# [Questions to answer]
1. From the hypertension care page below, list every community named as a place where the team lives.
2. Answer these questions from the hypertension care page below, one answer per line:
(a) How often are patients who are at goal and stable typically seen?
(b) For stage 2 hypertension, how many medications does the practice usually start?
(c) Above what blood pressure reading, with certain symptoms, should emergency care be sought?
3. Please rewrite the paragraph on the hypertension care page below that begins "Seek emergency care immediately" as a short list, keeping its main facts.

** Document passage follows **

Most newly diagnosed patients are seen back in 4 to 6 weeks. Once you're at goal and stable, every 3 to 6 months is typical.

Hypertension Treatment Options We Offer

Modern blood pressure management is more effective than ever. We use the full toolkit:

  • Lifestyle therapy — sodium reduction, the DASH eating pattern (which the NIH has decades of evidence supporting), regular aerobic activity, alcohol moderation, weight management, and sleep optimization
  • First-line medications — ACE inhibitors, ARBs, calcium channel blockers, and thiazide-type diuretics, chosen based on your other conditions
  • Combination therapy — for stage 2 hypertension, we usually start two medications rather than one, per current guidelines
  • Beta-blockers and additional agents — when there's a specific cardiac indication
  • Home monitoring integration — your home BP log is part of every follow-up, often more useful than the clinic reading
  • Specialist coordination — for resistant hypertension or suspected secondary causes, we coordinate with cardiology, nephrology, or endocrinology while staying involved in the broader plan

We also screen for and treat obstructive sleep apnea contributors, since untreated apnea is one of the most common reasons blood pressure won't budge despite multiple medications.

When to See Us About Your Blood Pressure

Schedule a visit — same day, no referral needed — if any of these apply:

  • You've had two or more readings at home or at a pharmacy in the 130/80 range or higher
  • You've been diagnosed with hypertension but haven't seen a provider in over a year
  • You're on blood pressure medication but you're not sure it's actually working — or you don't have a current home reading to compare against
  • You're getting side effects on your current medication (dizziness, swelling, cough, fatigue) and want to revisit the plan
  • You have a strong family history of stroke or heart disease and want a baseline workup
  • You've been told you have white-coat hypertension and want a real diagnosis based on home readings

Seek emergency care immediately for blood pressure above 180/120 with chest pain, shortness of breath, back pain, vision changes, severe headache, weakness, or trouble speaking. Call 911 or go to the nearest emergency department.

Why Choose Good Health NC for Hypertension Care

Blood pressure is the most important number we manage in primary care. Here's how we approach it:

  • Accurate diagnosis — multiple readings, home monitoring, and proper technique. A diagnosis based on one elevated number in a busy clinic is not a diagnosis
  • Real appointment time — never rushed, never templated. Hypertension involves more variables than a 12-minute visit can responsibly handle
  • On-site labs with same-day results when needed — no waiting a week to adjust a medication
  • A coordinated chronic care plan — blood pressure is rarely managed in isolation; we treat the whole picture
  • A 22-year primary care provider — our experienced PA-C clinical lead, leading every visit
  • Walk-in support — for medication side effects, sudden symptom changes, or follow-up readings that need attention before the next scheduled visit
  • A team that lives in the community — Knightdale, Wendell, Zebulon, Rolesville, Wake Forest, Garner, and East Raleigh

If your blood pressure plan has been a series of refills without real conversation, we'd be glad to give it the time it deserves.

** End of Document passage **
** Data under study follows **

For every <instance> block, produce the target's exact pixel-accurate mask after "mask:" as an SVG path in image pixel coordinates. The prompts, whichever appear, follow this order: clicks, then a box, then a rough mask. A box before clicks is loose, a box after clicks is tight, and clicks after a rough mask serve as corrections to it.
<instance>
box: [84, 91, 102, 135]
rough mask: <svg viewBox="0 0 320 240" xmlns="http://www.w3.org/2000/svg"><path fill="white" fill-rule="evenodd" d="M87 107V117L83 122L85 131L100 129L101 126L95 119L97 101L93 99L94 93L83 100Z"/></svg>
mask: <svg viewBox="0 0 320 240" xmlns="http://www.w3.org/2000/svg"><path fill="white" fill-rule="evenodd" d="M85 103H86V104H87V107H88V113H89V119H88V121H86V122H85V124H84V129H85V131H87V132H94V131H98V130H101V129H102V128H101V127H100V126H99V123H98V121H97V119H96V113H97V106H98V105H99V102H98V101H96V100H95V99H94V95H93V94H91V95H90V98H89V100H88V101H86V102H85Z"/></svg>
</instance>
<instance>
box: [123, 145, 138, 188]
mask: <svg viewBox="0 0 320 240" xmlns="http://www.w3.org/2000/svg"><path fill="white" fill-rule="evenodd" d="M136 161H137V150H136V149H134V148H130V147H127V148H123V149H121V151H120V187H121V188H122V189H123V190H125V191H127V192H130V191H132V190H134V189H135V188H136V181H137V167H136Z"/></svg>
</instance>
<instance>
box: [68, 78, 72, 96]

** End of Data under study **

# [Completed exercise]
1.
Knightdale
Wendell
Zebulon
Rolesville
Wake Forest
Garner
East Raleigh

2.
(a) Every 3 to 6 months.
(b) Two.
(c) 180/120.

3.
Seek emergency care immediately if blood pressure is above 180/120 with any of these:
- Chest pain
- Shortness of breath
- Back pain
- Vision changes
- Severe headache
- Weakness
- Trouble speaking

Call 911 or go to the nearest emergency department.